A Closer Look at Blockchain and Supply Chain Risk Management

March 12, 2019

“Build it in, don’t bolt it on” is a mantra we all learn when we study cybersecurity, yet we see it in practice far too rarely. Our adversaries also know this principle and have begun to implement it by infecting the supply chain – hardware and software – as close to the source as possible. DLT technology partners Crowdstrike and Symantec both note the trend in recent threat reports. In their July,2018 report1, Crowdstrike notes that:

• Two-thirds of respondents reported had experienced a software supply -chain attack
• 90% of the survey respondents believe they are at risk for a supply chain attack
• Organizations are still slow to detect, remediate and respond to threats, and yet only one-third of respondents vet all of their suppliers

Symantec’s 2018 report2 agrees:

• “Symantec is now seeing an increase in attackers injecting malware implants into the supply chain to infiltrate unsuspecting organizations, with a 200 percent increase in these attacks—one every month of 2017 as compared to four attacks annually in years prior
• Hijacking software updates provides attackers with an entry point for compromising well-protected targets, or to target a specific region or sector”2

Some specific examples come to mind. In 2017, attackers compromised the development environment of a PC tool called CCleaner, infected the software, and unwitting users downloaded updates – validated by the company’s certificate – to their machines. Other attackers took much the same approach with the Petya/NotPetya attack.  A more sophisticated approach emerged when bad actors compromised BGP routing tables and re-routed update traffic through Russia, where updates were poisoned.

**What this exercise asks**
1. Answer these questions from the supply chain risk article:
(a) According to the Crowdstrike report, what percentage of survey respondents believe they are at risk for a supply chain attack?
(b) By what percentage does Symantec say supply chain malware attacks increased?
(c) What PC tool did attackers infect in 2017 by compromising its development environment?
2. Replace "attackers" with "intruders" in the supply chain risk article, and write out the part starting at "Some specific examples" and ending at "updates were poisoned.".
3. Write the next part of the supply chain risk article, picking up after its last sentence.

**Referring expression grounding data**
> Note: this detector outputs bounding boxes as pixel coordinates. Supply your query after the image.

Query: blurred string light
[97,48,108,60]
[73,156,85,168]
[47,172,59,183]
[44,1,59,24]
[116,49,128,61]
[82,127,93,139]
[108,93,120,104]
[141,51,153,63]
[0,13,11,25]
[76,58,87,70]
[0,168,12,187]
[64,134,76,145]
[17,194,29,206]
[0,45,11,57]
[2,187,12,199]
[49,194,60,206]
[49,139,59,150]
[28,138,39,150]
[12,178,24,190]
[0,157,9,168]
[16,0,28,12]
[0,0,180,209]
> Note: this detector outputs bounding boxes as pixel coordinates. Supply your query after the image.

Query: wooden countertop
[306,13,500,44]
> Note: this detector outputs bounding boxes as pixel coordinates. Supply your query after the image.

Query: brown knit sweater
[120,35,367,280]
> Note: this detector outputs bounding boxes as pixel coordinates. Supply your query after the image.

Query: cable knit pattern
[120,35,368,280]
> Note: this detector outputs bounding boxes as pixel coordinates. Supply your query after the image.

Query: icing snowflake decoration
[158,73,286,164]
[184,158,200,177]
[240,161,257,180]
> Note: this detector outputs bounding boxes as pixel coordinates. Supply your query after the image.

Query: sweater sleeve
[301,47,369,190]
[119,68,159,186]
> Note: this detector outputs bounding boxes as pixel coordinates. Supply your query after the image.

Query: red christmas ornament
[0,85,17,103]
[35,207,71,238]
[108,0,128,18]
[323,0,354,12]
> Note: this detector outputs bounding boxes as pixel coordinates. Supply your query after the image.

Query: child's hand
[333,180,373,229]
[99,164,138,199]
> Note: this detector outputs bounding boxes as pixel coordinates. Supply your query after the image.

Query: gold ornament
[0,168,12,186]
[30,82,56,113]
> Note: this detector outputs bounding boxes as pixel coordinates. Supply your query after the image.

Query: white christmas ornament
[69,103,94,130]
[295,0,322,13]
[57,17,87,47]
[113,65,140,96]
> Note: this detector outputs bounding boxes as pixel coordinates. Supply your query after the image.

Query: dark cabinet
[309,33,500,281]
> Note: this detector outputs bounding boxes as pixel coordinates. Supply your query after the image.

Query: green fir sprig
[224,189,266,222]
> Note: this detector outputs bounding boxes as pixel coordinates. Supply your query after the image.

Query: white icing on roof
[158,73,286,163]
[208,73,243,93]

**Outputs by task**
1.
(a) 90%
(b) 200 percent
(c) CCleaner

2.
Some specific examples come to mind. In 2017, intruders compromised the development environment of a PC tool called CCleaner, infected the software, and unwitting users downloaded updates – validated by the company’s certificate – to their machines. Other intruders took much the same approach with the Petya/NotPetya attack.  A more sophisticated approach emerged when bad actors compromised BGP routing tables and re-routed update traffic through Russia, where updates were poisoned.

3.
Why are attackers taking this approach? Again, Symantec and Crowdstrike agree: creating zero-day attacks has become more difficult, so our adversaries are taking a different approach. Moreover, that approach makes it easier to hide, and provides a bigger “bang for the buck”; by compromising one company, they can infect a large number of machines. According to Avast, 2.27 million users downloaded the infected version of CCleaner.3

In October, Bloomberg announced that China had infected servers in the United States were by altering CPU chips. This announcement is controversial, but what matters is that it could have happened: there is no real way to know if this happened or could happen again. Quite simply, we are not in control of the supply chain, for hardware or software.

We need to address the problem from two angles: human behavior, and technology. For recommendations on the human behavior side, look to an excellent document Mitre created, called “Deliver Uncompromised” (DU). DU offers 15 separate courses of action (COAs), many of which recommend financial or economic incentives. The first recommendation, for instance, is for DoD to give preferential treatment to contractors and vendors who can demonstrate that their software or hardware is truly secure. The document also advocates tax breaks for companies investing heavily in cybersecurity and generally recommends that security become the “fourth pillar” of product and service evaluation, equal in importance to schedule, cost, and performance.

These are worthy aims, but making them real requires technology, and blockchain methods are worth a look.  As I write this, there are several companies offering supply-chain management services using the immutable ledgers blockchain enables. The technology is viable in the real world, but unfortunately, many of those companies are based in China; we clearly need to catch up.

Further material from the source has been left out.